Tasks to complete.
A - According to the text on chasqui relay stations, how often was the chasqui patrol replaced with a fresh one?
B - Render this sentence from the text on chasqui relay stations in Spanish: "The minimum manpower of a chaskiwasi was four runners, a couple resting and the others waiting as sentinels for an incoming chasqui."

Exercise text.
According to several chroniclers (e.g. Garcilaso de la Vega, Guaman Poma de Ayala, Juan de Betanzos, Pedro Sarmiento de Gamboa) the average distance between two chaskiwasi was half a league that means about 2.5 km as in the case of tambos the distance must have been determined by the environment, keeping into account the soil characteristics, the climate, and the elevation above sea level. Polo de Ondegardo states that the distance was one and a half league meaning about 7.5 km which D'Altroy takes as a reference writing that the distance was 6 to 9 km.

The minimum manpower of a chaskiwasi was four runners, a couple resting and the others waiting as sentinels for an incoming chasqui. The chasqui patrol was exchanged for a fresh one every month. The chasqui service was active 24 hours a day and its speed was even faster than the European message services in the same historical period and until the invention of the telegraph.

The Peruvian architect Santiago Agurto Calvo –professor and rector of the National University of Engineering in Lima– cites Von Hagen's experiment along the Inca road in the Mantaro Valley between Jauja and Bonbón which demonstrated that young Quechuas, having no special training, could run the distance of 1 km in about 4 minutes and keep this pace for about 5 km. This means that in 1 hour 15 to 20 km could be covered, summing up to 360 to 480 km per day. For the Inca emperor, getting fresh fish in Cusco was really possible.

Data section.
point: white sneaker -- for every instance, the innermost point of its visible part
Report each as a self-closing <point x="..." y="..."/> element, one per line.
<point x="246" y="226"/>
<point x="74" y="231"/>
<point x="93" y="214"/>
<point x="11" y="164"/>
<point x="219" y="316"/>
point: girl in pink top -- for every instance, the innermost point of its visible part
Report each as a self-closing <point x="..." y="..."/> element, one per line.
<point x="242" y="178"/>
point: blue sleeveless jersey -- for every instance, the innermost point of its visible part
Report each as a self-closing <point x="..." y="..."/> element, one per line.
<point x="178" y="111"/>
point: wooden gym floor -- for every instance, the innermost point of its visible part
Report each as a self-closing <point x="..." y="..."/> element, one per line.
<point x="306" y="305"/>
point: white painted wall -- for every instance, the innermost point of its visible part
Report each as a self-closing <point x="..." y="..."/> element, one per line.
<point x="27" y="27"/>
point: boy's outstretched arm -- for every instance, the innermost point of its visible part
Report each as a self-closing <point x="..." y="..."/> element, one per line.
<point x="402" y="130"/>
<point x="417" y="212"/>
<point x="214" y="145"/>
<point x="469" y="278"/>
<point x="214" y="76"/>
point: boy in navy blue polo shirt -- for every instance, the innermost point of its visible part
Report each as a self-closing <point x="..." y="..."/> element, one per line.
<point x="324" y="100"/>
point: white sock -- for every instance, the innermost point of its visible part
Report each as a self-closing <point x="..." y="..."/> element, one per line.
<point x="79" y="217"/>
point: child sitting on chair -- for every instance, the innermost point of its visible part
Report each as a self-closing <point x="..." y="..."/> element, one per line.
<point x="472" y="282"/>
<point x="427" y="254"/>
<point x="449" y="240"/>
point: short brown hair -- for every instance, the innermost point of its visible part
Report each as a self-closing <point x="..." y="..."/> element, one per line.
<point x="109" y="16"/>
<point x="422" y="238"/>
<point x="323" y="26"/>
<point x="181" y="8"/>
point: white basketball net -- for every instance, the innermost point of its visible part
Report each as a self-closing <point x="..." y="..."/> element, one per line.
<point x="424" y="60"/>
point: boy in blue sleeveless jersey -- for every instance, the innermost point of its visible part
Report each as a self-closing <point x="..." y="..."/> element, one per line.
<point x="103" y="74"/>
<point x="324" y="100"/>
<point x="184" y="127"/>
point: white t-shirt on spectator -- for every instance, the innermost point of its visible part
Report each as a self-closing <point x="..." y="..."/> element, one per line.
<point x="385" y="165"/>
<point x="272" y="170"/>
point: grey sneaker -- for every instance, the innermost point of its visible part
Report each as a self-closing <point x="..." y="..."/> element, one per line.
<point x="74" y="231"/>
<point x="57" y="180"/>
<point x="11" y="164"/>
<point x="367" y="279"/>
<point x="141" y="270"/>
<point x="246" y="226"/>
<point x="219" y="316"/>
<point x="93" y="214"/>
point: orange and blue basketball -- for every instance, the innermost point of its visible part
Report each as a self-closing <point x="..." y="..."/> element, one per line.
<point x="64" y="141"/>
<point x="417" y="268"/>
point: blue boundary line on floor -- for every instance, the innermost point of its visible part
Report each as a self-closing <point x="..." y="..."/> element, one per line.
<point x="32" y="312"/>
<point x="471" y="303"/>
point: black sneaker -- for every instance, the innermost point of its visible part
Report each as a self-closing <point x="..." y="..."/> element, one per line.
==
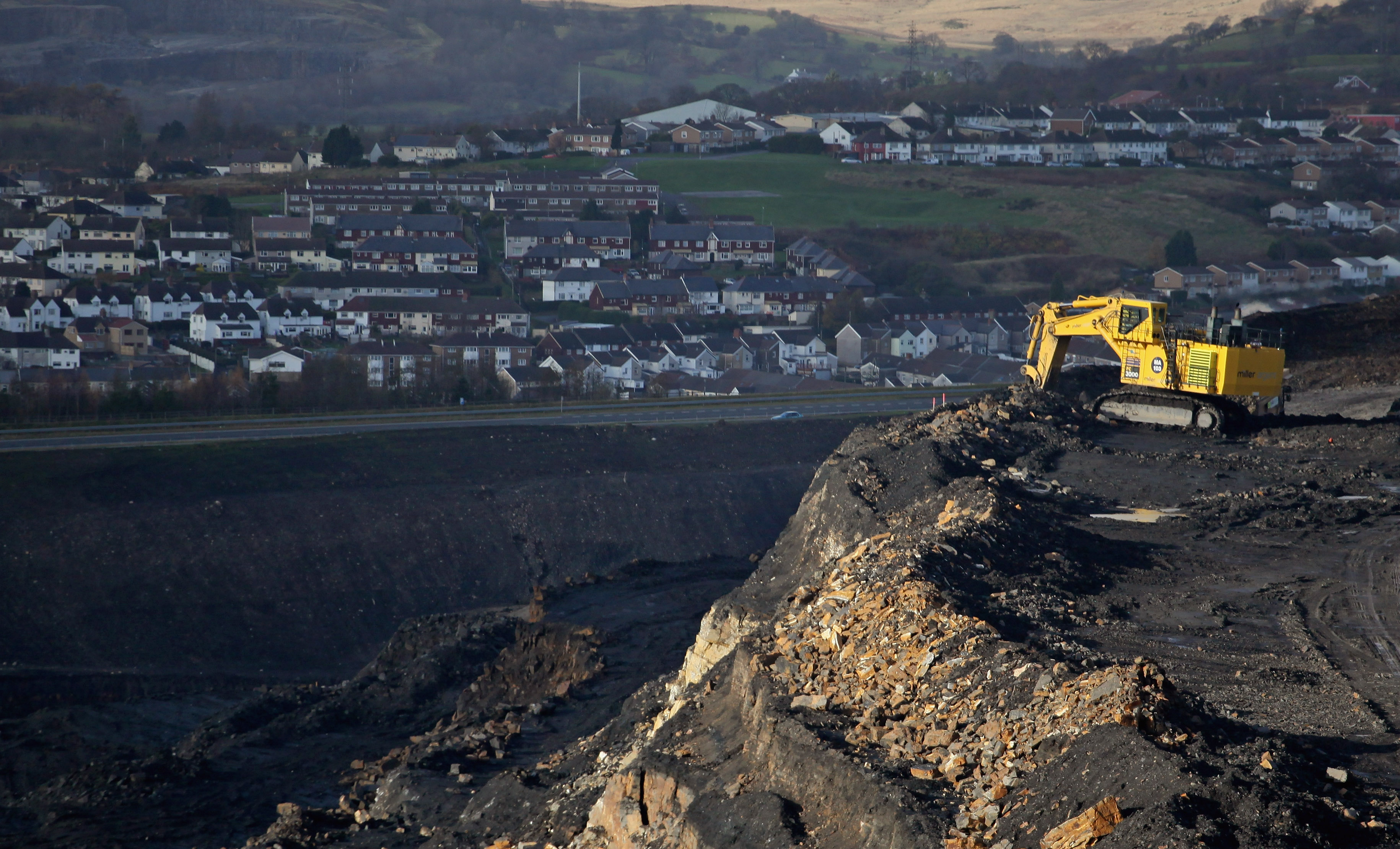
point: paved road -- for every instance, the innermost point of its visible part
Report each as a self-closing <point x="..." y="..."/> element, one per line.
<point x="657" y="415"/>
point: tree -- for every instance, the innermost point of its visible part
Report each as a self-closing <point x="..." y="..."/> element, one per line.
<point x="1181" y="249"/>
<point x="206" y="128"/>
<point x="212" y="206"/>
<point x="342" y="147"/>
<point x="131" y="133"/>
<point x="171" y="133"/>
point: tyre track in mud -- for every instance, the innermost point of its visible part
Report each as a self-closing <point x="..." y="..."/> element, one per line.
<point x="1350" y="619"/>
==
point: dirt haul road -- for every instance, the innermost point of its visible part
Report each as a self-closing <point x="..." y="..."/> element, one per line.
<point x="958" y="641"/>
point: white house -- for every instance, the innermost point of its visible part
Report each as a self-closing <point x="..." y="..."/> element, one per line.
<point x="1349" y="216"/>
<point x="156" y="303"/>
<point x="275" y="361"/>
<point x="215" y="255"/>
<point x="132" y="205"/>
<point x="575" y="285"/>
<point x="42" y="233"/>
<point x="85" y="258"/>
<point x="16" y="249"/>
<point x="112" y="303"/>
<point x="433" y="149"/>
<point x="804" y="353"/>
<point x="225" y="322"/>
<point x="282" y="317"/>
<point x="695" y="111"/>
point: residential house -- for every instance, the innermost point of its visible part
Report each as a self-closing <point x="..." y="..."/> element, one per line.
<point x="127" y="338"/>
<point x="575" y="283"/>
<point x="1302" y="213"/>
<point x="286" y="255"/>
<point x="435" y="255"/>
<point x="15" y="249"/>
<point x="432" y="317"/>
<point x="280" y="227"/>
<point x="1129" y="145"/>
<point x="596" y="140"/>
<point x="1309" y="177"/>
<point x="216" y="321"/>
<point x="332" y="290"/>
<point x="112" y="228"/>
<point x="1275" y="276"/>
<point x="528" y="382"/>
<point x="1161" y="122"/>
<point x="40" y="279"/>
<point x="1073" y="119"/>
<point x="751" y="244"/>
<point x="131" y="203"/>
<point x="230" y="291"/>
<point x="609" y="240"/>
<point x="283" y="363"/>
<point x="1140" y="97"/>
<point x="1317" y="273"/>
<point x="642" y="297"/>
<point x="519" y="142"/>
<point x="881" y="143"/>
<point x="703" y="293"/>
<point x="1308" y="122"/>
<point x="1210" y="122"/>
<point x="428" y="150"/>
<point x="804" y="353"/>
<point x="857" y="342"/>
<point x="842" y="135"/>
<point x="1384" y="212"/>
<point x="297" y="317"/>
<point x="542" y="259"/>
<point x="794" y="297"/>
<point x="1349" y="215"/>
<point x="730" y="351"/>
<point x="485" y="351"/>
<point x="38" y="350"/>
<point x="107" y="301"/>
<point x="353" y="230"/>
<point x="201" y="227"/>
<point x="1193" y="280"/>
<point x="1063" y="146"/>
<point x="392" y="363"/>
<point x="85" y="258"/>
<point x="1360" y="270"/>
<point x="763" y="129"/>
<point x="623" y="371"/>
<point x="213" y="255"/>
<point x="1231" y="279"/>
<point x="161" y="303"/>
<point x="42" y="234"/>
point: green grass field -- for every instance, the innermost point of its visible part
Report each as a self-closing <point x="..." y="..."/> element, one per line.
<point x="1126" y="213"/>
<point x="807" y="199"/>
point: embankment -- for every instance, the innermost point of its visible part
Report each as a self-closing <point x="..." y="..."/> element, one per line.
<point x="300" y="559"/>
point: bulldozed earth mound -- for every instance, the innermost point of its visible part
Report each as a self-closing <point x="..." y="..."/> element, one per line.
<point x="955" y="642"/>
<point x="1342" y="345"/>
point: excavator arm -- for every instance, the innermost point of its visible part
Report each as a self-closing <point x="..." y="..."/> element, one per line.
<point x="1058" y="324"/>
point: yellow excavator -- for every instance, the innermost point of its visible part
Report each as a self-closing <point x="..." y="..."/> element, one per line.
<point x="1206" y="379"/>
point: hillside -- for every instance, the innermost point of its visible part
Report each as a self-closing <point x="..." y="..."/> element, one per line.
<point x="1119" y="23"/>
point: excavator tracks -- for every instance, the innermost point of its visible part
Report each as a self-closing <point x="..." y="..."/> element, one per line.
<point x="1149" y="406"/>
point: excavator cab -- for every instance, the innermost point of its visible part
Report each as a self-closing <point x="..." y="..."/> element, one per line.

Answers for the exercise.
A - Every month.

B - El personal mínimo de un chaskiwasi era de cuatro corredores: dos descansando y los otros esperando como centinelas la llegada de un chasqui.